- _Set exercise_
Each entry below must be repeated word for word.

- _Extracted records_

◆ ◆ ◆ ◆ ◆

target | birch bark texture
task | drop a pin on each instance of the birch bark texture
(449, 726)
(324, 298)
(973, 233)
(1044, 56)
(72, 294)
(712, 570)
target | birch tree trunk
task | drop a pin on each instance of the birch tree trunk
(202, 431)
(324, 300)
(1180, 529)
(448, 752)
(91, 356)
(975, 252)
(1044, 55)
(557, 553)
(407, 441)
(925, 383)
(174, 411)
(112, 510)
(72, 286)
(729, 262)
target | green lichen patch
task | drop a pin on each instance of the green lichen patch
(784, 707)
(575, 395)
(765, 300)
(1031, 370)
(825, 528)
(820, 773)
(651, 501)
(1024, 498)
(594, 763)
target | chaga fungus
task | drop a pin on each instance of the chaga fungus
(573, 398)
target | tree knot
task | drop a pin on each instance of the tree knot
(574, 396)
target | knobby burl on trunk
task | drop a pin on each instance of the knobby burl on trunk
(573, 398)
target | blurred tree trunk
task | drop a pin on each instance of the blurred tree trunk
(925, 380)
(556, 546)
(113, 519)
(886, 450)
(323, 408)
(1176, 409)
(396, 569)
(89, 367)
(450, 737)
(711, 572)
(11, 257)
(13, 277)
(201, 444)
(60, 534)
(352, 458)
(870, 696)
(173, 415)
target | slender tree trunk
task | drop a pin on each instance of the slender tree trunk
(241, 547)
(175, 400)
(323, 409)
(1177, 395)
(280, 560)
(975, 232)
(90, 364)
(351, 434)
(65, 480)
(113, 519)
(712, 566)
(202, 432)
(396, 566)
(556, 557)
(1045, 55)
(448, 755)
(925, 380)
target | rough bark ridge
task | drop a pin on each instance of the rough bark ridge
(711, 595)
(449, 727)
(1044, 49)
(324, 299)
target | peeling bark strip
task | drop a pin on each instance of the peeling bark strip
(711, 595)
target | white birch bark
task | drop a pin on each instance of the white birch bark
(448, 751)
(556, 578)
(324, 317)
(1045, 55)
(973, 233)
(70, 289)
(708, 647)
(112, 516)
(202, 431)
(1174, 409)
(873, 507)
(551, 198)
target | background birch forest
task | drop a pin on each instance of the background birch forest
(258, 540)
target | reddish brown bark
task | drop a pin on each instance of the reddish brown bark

◆ ◆ ◆ ◆ ◆

- _Exercise answer_
target | birch bark texture
task | drop a pin on each instance of the birch bark texture
(449, 726)
(324, 298)
(973, 233)
(1044, 56)
(72, 294)
(712, 570)
target | birch tree trunk
task | drop a pin on each instance of the birch tree trunk
(202, 431)
(324, 300)
(1180, 529)
(448, 752)
(91, 356)
(975, 252)
(1044, 55)
(557, 553)
(407, 441)
(925, 383)
(174, 411)
(112, 510)
(72, 286)
(729, 262)
target | green lichen patch
task | drop a pin on each instance of the green lichen patch
(784, 707)
(575, 395)
(765, 300)
(1031, 370)
(825, 528)
(820, 773)
(651, 501)
(1024, 498)
(594, 763)
target | chaga fungus
task | drop a pin on each instance of the chaga fungus
(573, 398)
target | tree knot
task | drop a pin on each instance of the tree knot
(574, 396)
target | knobby burl on trunk
task | drop a pin on each instance of the knobby burl on trunk
(573, 398)
target | blurred tree trunk
task | drop a pin on each instance of the blurred tree trunk
(925, 380)
(556, 546)
(113, 519)
(886, 450)
(323, 408)
(1176, 409)
(396, 569)
(89, 367)
(450, 737)
(711, 572)
(11, 257)
(13, 277)
(201, 444)
(60, 534)
(352, 458)
(870, 696)
(173, 415)
target | slender tree trunk
task | drop a pin on each instance of the slender tree trunk
(241, 547)
(175, 400)
(323, 409)
(1177, 395)
(280, 560)
(975, 232)
(90, 364)
(351, 434)
(65, 480)
(113, 519)
(712, 566)
(202, 432)
(396, 566)
(556, 557)
(1045, 55)
(448, 755)
(925, 380)
target | rough bark ridge
task | drop a pin on each instance of the rough bark ridge
(711, 595)
(449, 727)
(1044, 49)
(324, 299)
target | peeling bark strip
task | drop a pin on each instance of the peeling bark strip
(711, 595)
target | white birch bark
task | drop a pin on each instance of the white birch bark
(448, 751)
(556, 578)
(324, 317)
(1045, 55)
(973, 233)
(70, 289)
(708, 647)
(112, 516)
(202, 431)
(1174, 409)
(873, 507)
(551, 198)
target | background birch forest
task | drop a pin on each instance of the background birch forest
(258, 540)
target | reddish brown bark
task | drop a pin on each instance of the reddish brown bark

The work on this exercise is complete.